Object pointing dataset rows
______
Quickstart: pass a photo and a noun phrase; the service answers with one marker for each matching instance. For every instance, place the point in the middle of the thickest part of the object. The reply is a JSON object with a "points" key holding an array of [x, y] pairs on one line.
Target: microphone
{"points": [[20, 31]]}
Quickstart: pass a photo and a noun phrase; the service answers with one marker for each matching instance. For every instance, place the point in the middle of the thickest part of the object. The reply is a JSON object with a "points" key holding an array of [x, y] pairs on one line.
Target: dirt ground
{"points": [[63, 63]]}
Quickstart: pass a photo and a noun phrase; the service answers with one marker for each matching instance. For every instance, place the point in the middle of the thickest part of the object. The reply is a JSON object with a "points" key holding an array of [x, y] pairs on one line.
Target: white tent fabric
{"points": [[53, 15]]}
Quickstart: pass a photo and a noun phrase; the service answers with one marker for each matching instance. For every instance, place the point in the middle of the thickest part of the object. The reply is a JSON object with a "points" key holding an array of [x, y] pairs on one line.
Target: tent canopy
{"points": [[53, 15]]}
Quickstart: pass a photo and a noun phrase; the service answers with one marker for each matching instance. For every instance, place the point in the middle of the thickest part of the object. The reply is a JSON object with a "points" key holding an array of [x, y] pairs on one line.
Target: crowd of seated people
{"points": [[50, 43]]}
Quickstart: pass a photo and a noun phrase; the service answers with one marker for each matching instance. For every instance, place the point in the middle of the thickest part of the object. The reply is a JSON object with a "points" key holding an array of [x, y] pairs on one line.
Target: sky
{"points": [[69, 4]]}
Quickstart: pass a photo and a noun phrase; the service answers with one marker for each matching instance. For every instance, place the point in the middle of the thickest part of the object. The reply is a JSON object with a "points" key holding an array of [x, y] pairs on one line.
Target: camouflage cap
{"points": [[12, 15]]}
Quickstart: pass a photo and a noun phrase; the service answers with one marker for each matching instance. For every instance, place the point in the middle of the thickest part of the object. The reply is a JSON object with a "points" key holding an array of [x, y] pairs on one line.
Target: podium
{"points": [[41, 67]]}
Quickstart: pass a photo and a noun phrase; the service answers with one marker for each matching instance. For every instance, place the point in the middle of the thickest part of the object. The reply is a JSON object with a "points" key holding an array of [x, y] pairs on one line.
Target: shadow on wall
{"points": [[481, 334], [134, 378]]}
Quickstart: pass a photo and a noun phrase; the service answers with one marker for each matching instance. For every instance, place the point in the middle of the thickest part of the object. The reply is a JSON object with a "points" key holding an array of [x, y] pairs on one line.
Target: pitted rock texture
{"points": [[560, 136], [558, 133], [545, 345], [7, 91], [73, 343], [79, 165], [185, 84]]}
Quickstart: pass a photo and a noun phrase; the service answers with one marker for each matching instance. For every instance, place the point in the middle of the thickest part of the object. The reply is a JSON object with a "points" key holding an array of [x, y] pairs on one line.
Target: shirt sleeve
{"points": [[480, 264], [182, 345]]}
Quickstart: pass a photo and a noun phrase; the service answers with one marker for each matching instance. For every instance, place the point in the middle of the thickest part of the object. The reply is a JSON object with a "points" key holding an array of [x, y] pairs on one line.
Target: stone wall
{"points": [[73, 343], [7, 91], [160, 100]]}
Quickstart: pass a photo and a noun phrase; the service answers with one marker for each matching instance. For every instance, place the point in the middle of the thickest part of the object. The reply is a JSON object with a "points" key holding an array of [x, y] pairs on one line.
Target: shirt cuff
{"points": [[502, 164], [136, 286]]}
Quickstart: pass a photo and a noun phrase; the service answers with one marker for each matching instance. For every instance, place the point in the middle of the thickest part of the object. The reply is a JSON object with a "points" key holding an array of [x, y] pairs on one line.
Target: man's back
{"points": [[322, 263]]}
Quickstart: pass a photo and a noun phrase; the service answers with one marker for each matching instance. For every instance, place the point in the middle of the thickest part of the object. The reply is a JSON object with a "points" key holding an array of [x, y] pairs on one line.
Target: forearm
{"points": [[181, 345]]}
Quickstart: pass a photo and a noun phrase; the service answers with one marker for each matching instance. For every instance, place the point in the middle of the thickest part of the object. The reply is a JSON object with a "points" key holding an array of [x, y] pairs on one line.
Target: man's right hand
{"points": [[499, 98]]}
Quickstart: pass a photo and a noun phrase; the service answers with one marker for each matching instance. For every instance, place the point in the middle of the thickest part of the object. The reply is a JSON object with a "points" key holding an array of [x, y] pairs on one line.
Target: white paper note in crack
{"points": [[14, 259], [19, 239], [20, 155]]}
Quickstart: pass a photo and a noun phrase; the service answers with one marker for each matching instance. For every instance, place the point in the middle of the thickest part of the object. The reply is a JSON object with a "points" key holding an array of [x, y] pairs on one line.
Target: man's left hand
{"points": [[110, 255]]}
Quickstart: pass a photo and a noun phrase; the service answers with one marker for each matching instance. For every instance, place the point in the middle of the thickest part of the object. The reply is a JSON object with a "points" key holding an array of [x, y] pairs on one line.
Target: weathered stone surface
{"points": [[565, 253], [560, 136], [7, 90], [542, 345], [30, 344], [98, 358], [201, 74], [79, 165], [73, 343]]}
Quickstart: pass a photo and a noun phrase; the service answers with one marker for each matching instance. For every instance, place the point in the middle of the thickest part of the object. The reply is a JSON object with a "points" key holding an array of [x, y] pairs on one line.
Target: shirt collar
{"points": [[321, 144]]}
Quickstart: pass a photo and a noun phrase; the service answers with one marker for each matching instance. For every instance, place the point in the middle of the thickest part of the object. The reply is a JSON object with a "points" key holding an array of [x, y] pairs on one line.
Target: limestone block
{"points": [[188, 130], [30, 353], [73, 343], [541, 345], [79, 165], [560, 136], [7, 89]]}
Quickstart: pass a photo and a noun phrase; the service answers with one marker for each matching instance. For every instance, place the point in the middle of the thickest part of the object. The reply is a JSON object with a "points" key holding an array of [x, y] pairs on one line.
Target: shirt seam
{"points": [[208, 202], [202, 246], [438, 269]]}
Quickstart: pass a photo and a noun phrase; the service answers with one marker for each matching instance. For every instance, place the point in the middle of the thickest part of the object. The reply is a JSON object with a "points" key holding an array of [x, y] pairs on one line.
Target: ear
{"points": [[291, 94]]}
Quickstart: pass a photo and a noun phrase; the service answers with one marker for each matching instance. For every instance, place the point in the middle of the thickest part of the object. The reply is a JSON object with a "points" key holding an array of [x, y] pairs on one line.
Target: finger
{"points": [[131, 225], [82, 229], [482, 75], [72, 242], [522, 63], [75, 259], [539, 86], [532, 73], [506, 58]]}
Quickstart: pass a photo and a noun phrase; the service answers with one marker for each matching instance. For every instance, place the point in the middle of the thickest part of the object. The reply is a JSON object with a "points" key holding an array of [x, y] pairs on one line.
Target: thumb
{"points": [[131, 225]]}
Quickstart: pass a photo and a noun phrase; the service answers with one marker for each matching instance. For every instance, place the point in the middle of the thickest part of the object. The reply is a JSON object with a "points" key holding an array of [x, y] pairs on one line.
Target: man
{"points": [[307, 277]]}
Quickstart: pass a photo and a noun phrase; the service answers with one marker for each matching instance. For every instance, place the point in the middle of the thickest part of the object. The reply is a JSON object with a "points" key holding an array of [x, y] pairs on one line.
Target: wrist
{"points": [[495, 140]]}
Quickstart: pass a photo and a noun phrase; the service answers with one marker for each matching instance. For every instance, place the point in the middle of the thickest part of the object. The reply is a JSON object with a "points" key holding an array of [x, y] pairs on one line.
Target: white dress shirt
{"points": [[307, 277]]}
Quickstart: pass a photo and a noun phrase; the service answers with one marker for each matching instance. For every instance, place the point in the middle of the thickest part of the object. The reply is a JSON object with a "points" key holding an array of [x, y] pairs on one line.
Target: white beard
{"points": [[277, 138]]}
______
Exercise directions
Your task is to return the full listing exactly as it was given.

Written answer
Quickstart: pass a photo and a noun phrase; the service answers with one marker for each matching instance. For every instance, place the point in the middle of the thickest part of the object. The reply is a JSON object with a "points" key holding an array of [x, y] pairs on one line.
Target: microphone
{"points": [[20, 31]]}
Quickstart: pass a photo and a noun phrase; the service answers with one marker for each matching instance. For every instance, place the point in the middle of the thickest part of the object. The reply is a JSON object with a "points" key holding an array of [x, y] pairs on one line.
Target: dirt ground
{"points": [[63, 63]]}
Quickstart: pass a photo and a noun phrase; the service answers with one marker for each matching instance. For every instance, place the point in the middle of the thickest part of the object. The reply is a JSON object with a "points" key holding an array of [x, y] pairs on one line.
Target: white tent fabric
{"points": [[53, 15]]}
Quickstart: pass a photo and a noun phrase; the service answers with one marker for each matching instance. For every instance, place the point in the middle of the thickest part of the object. The reply is a JSON object with a "points" key holding an array of [x, y] pairs on one line.
Target: tent canopy
{"points": [[53, 15]]}
Quickstart: pass a photo and a noun phrase; the service answers with one marker for each matching instance. For every instance, place the point in the middle of the thickest part of the object. The reply is a JSON object with a "points" key holding an array of [x, y] pairs on one line.
Target: crowd of seated people
{"points": [[50, 43]]}
Quickstart: pass a photo and a noun phrase; the service answers with one marker for each matching instance. For every instance, place the point in the middle of the thickest part of the object. The reply is a JSON object with a "points" key holding an array of [x, y] pairs on one line.
Target: sky
{"points": [[69, 4]]}
Quickstart: pass a photo and a noun phrase; the service answers with one marker for each matching instance. For every instance, place the point in the middle of the thickest part of the object. The reply is a JSON object with a "points" key holding an array of [x, y] pairs on one line.
Target: camouflage cap
{"points": [[12, 15]]}
Quickstart: pass a photo and a noun phrase; the service answers with one marker for each matching instance. For every instance, place the point in the middle of the thickest part of the object. The reply is a JSON object with a "points" key holding an array of [x, y] pairs on one line.
Target: podium
{"points": [[41, 67]]}
Quickstart: pass a photo and a noun phrase; the service answers with one marker for each matching instance. For every instance, place the point in the middle of the thickest part of the object. The reply is a JSON object with a "points" key holding an array of [x, y] pairs on one line.
Target: shadow on wall
{"points": [[481, 334], [134, 378]]}
Quickstart: pass a photo and a noun phrase; the service answers with one marker for each matching instance. For every instance, place the point in the middle of the thickest part of the object. The reply is a JSON object with a "points" key holding an array of [x, y] pairs on one line.
Target: pitted rock texture
{"points": [[560, 136], [558, 133], [545, 345], [7, 91], [73, 343], [79, 165], [185, 84]]}
Quickstart: pass a photo and a noun phrase; the service answers with one marker for each matching instance. For every instance, place the point in the middle of the thickest part of the object. The reply is a JSON object with a "points" key holding an array of [x, y] pairs on one line.
Target: shirt sleeve
{"points": [[480, 264], [182, 345]]}
Quickstart: pass a photo and a noun phrase; the service answers with one marker for each matching instance. For every instance, place the point in the middle of the thickest part of the object. The reply is a JSON object with a "points" key holding an array of [x, y] pairs on one line.
Target: stone wall
{"points": [[73, 343], [7, 91], [160, 100]]}
Quickstart: pass a photo and a noun phrase; the service answers with one marker for each matching instance. For every instance, place the point in the middle of the thickest part of the object. The reply is a JSON object with a "points" key holding an array of [x, y] pairs on one line.
Target: shirt cuff
{"points": [[502, 164], [136, 286]]}
Quickstart: pass a photo and a noun phrase; the service answers with one marker for each matching instance. For every instance, place the point in the middle of the thickest part of the object. The reply is a JSON object with a "points" key holding an array of [x, y] pairs on one line.
Target: man's back
{"points": [[322, 263]]}
Quickstart: pass a photo and a noun phrase; the service answers with one marker for each matching instance. For every instance, place the point in the middle of the thickest part of the object. The reply is a JSON object with a "points" key holding an array of [x, y] pairs on one line.
Target: forearm
{"points": [[181, 345]]}
Quickstart: pass a photo and a noun phrase; the service answers with one marker for each matching instance. For every instance, place the point in the middle of the thickest part of the object. The reply is a JSON object with a "points" key holding an array of [x, y] pairs on one line.
Target: man's right hand
{"points": [[499, 98]]}
Quickstart: pass a photo and a noun phrase; the service answers with one marker for each matching instance. For every instance, place the point in the middle of the thickest part of the object. The reply is a JSON object with a "points" key holding an array of [x, y] pairs on one line.
Target: white paper note in crack
{"points": [[14, 259], [19, 239], [20, 155]]}
Quickstart: pass a photo and a noun phrase; the service answers with one marker for each matching instance. For every instance, place the point in the middle of the thickest part of the object. The reply is a JSON object with a "points" key holding an array of [x, y] pairs on one line.
Target: man's left hand
{"points": [[110, 255]]}
Quickstart: pass a photo and a noun phrase; the service answers with one marker for each matching instance. For every instance, place the point in the middle of the thickest part of the object. The reply is a JSON object with a "points" key holding an array of [x, y] pairs on one line.
Target: weathered stone surface
{"points": [[565, 253], [560, 136], [7, 90], [542, 345], [30, 344], [98, 358], [201, 74], [79, 165], [73, 343]]}
Quickstart: pass a photo and a noun phrase; the service answers with one marker for each matching instance. For every instance, place the point in the middle of the thickest part of the object. The reply is a JSON object with a "points" key holding an array of [x, y] pairs on one line.
Target: shirt collar
{"points": [[321, 144]]}
Quickstart: pass a photo and a noun phrase; the service answers with one marker for each matching instance. For every instance, place the point in the middle of the thickest part of the object. The reply is a JSON object with a "points" key holding an array of [x, y] pairs on one line.
Target: limestone block
{"points": [[188, 130], [30, 353], [73, 343], [541, 345], [79, 165], [560, 136], [7, 89]]}
Quickstart: pass a photo and a noun phrase; the service answers with one marker for each matching instance. For every instance, place the point in the middle of the thickest part of the object. The reply is a JSON object with a "points" key holding an array of [x, y] pairs on one line.
Target: shirt seam
{"points": [[208, 202], [202, 246], [438, 269]]}
Quickstart: pass a photo and a noun phrase; the service answers with one marker for each matching instance. For every instance, place the point in the middle of the thickest part of the object. The reply is a JSON object with a "points" key holding an array of [x, y] pairs on one line.
Target: ear
{"points": [[291, 94]]}
Quickstart: pass a photo and a noun phrase; the service answers with one marker for each matching instance. For every instance, place the point in the middle of the thickest part of the object. The reply is a JSON object with a "points" key holding an array of [x, y] pairs on one line.
Target: finger
{"points": [[131, 225], [82, 229], [482, 75], [72, 242], [522, 63], [75, 259], [539, 86], [532, 73], [506, 58]]}
Quickstart: pass a photo and a noun phrase; the service answers with one marker for each matching instance. For every instance, place the point in the middle of the thickest part of the object. The reply is a JSON object with a "points" key holding an array of [x, y] pairs on one line.
Target: thumb
{"points": [[131, 225]]}
Quickstart: pass a photo and a noun phrase; the service answers with one marker for each matching instance. For every instance, place the point in the middle of the thickest part of the object. The reply is a JSON object with a "points" key holding an array of [x, y] pairs on one line.
Target: man
{"points": [[307, 277]]}
Quickstart: pass a photo and a noun phrase; the service answers with one marker for each matching instance. For every instance, place the point in the middle of the thickest part of the object. The reply is a JSON object with a "points" key holding an array of [x, y] pairs on one line.
Target: wrist
{"points": [[495, 140]]}
Quickstart: pass a photo and a noun phrase; the service answers with one marker for each matching instance. For every instance, place the point in the middle of the thickest part of the object. The reply is a JSON object with a "points" key holding an array of [x, y] pairs on one line.
Target: white dress shirt
{"points": [[307, 277]]}
Quickstart: pass a photo and a noun phrase; the service answers with one marker for each matching instance. For every instance, place the point in the middle of the thickest part of the object. The reply is a JSON object with a "points" key holding an array of [x, y] pairs on one line.
Target: white beard
{"points": [[277, 138]]}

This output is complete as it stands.